PROMPT: Rewrite the listing so that every "pixel values" becomes "pixel coordinates", leaving all else unchanged.

(Stored data entries)
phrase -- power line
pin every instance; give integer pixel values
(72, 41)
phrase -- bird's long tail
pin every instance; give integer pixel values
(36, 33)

THE RESULT:
phrase -- power line
pin every instance; give integer pixel coordinates
(72, 41)
phrase -- bird's long tail
pin every instance; give integer pixel coordinates
(36, 33)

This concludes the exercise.